## RECORDS SHOWN
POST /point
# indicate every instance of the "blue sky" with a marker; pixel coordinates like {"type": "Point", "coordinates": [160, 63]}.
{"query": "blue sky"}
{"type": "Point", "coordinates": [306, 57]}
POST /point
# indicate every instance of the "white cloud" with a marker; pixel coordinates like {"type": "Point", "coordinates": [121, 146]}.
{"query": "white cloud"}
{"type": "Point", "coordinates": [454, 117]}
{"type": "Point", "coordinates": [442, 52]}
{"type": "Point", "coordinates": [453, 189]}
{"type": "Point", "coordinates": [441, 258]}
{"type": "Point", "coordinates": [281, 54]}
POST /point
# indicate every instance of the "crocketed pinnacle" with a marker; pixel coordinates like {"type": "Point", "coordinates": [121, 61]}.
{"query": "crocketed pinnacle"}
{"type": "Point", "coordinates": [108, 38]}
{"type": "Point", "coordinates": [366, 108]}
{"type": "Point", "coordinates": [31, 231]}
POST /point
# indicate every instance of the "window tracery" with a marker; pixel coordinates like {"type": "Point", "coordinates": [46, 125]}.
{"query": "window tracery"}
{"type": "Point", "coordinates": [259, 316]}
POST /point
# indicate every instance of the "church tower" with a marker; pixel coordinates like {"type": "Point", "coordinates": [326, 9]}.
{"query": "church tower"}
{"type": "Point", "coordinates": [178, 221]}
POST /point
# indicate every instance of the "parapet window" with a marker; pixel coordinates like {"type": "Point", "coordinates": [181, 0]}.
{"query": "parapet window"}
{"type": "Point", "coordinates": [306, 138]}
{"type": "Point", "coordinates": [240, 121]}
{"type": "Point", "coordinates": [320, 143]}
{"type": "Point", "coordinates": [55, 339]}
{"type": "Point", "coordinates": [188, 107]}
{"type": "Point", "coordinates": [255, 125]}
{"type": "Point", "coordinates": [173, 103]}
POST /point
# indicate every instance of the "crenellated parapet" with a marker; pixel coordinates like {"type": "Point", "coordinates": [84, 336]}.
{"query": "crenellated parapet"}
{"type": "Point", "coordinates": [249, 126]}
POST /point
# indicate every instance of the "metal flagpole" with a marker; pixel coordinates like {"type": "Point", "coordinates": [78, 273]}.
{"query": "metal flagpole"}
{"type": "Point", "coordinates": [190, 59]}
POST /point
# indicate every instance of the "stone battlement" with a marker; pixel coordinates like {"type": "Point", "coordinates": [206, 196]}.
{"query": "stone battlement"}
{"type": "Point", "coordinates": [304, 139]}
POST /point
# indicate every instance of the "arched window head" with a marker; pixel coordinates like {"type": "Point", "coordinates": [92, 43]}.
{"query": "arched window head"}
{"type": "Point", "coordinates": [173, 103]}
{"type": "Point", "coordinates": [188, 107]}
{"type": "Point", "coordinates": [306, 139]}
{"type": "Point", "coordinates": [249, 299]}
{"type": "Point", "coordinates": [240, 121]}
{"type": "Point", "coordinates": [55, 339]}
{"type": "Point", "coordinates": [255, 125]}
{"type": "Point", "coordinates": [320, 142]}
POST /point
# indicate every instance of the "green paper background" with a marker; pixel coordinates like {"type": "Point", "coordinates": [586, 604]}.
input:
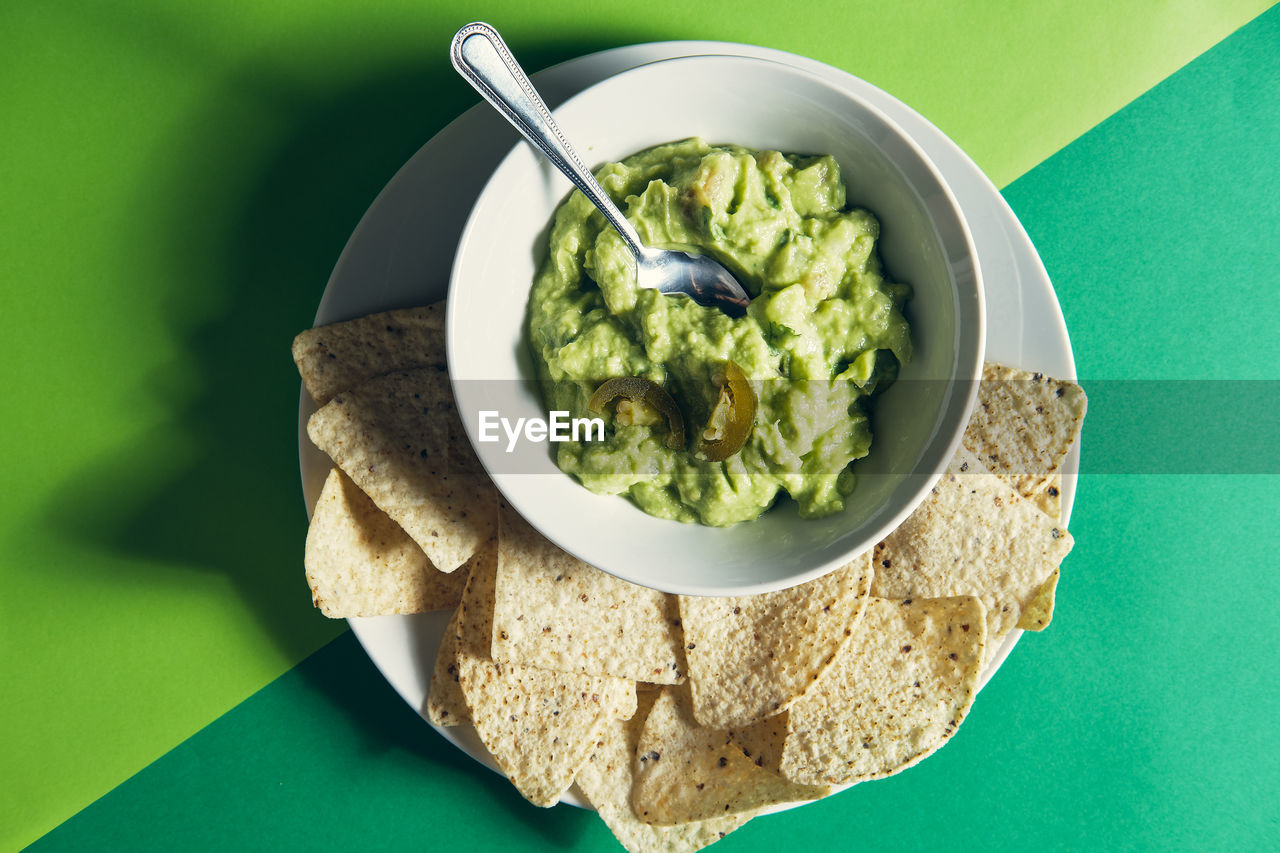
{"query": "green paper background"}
{"type": "Point", "coordinates": [176, 183]}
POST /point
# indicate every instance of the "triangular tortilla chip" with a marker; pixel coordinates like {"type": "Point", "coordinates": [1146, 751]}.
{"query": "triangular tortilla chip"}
{"type": "Point", "coordinates": [339, 356]}
{"type": "Point", "coordinates": [750, 656]}
{"type": "Point", "coordinates": [973, 536]}
{"type": "Point", "coordinates": [895, 694]}
{"type": "Point", "coordinates": [689, 772]}
{"type": "Point", "coordinates": [362, 564]}
{"type": "Point", "coordinates": [446, 706]}
{"type": "Point", "coordinates": [557, 612]}
{"type": "Point", "coordinates": [540, 726]}
{"type": "Point", "coordinates": [400, 439]}
{"type": "Point", "coordinates": [1040, 611]}
{"type": "Point", "coordinates": [1023, 427]}
{"type": "Point", "coordinates": [607, 780]}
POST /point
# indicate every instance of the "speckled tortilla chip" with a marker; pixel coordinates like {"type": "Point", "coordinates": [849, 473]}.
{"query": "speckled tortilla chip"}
{"type": "Point", "coordinates": [400, 439]}
{"type": "Point", "coordinates": [607, 780]}
{"type": "Point", "coordinates": [1023, 427]}
{"type": "Point", "coordinates": [360, 562]}
{"type": "Point", "coordinates": [895, 694]}
{"type": "Point", "coordinates": [973, 536]}
{"type": "Point", "coordinates": [539, 725]}
{"type": "Point", "coordinates": [1040, 611]}
{"type": "Point", "coordinates": [339, 356]}
{"type": "Point", "coordinates": [750, 656]}
{"type": "Point", "coordinates": [557, 612]}
{"type": "Point", "coordinates": [446, 706]}
{"type": "Point", "coordinates": [689, 772]}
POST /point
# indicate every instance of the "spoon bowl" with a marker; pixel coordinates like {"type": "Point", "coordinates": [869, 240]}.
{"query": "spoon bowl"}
{"type": "Point", "coordinates": [485, 62]}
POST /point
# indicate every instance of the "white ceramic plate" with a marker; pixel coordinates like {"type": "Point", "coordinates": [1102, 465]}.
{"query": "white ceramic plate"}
{"type": "Point", "coordinates": [402, 251]}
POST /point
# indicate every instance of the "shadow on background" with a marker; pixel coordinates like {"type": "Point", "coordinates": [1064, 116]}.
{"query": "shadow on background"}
{"type": "Point", "coordinates": [251, 205]}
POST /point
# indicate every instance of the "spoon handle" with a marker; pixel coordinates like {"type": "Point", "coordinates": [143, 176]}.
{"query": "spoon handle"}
{"type": "Point", "coordinates": [483, 58]}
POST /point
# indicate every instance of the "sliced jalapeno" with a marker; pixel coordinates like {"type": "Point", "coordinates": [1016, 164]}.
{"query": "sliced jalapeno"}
{"type": "Point", "coordinates": [732, 416]}
{"type": "Point", "coordinates": [643, 391]}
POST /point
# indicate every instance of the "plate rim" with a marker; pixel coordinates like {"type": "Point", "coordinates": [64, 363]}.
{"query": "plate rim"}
{"type": "Point", "coordinates": [1020, 250]}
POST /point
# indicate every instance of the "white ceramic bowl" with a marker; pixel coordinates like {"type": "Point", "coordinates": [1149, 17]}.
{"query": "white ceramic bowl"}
{"type": "Point", "coordinates": [917, 424]}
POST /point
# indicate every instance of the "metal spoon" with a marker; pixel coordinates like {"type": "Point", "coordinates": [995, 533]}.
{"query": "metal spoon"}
{"type": "Point", "coordinates": [483, 58]}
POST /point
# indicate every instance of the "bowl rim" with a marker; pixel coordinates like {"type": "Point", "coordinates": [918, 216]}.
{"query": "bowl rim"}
{"type": "Point", "coordinates": [954, 411]}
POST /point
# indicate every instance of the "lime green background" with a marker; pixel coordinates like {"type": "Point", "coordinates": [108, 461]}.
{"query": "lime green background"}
{"type": "Point", "coordinates": [176, 183]}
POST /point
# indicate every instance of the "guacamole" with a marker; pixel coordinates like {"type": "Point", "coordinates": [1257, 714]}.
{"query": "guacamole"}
{"type": "Point", "coordinates": [823, 332]}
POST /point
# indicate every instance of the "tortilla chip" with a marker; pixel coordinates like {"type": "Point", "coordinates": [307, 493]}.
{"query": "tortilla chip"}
{"type": "Point", "coordinates": [750, 656]}
{"type": "Point", "coordinates": [606, 780]}
{"type": "Point", "coordinates": [446, 706]}
{"type": "Point", "coordinates": [895, 694]}
{"type": "Point", "coordinates": [557, 612]}
{"type": "Point", "coordinates": [973, 536]}
{"type": "Point", "coordinates": [1040, 611]}
{"type": "Point", "coordinates": [1023, 427]}
{"type": "Point", "coordinates": [338, 357]}
{"type": "Point", "coordinates": [400, 439]}
{"type": "Point", "coordinates": [688, 772]}
{"type": "Point", "coordinates": [540, 726]}
{"type": "Point", "coordinates": [362, 564]}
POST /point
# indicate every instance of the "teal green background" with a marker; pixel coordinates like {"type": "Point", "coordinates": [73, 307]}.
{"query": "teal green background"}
{"type": "Point", "coordinates": [176, 187]}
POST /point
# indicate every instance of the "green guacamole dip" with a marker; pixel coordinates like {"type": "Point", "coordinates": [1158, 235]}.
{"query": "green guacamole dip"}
{"type": "Point", "coordinates": [823, 331]}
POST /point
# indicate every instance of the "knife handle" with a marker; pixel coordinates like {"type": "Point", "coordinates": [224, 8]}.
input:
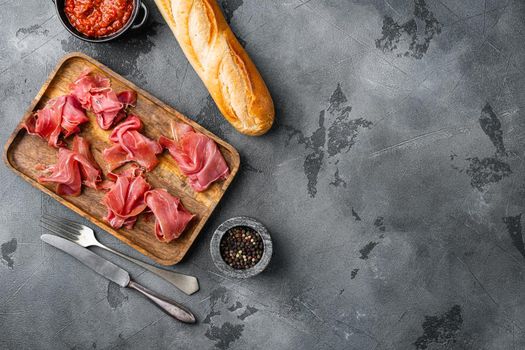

## TASK GOAL
Show each line of the entries above that contains the string "triangular".

## ANSWER TO THE EXERCISE
# indicate every instance of the "triangular tortilla chip" with a marker; pixel coordinates like {"type": "Point", "coordinates": [1146, 751]}.
{"query": "triangular tortilla chip"}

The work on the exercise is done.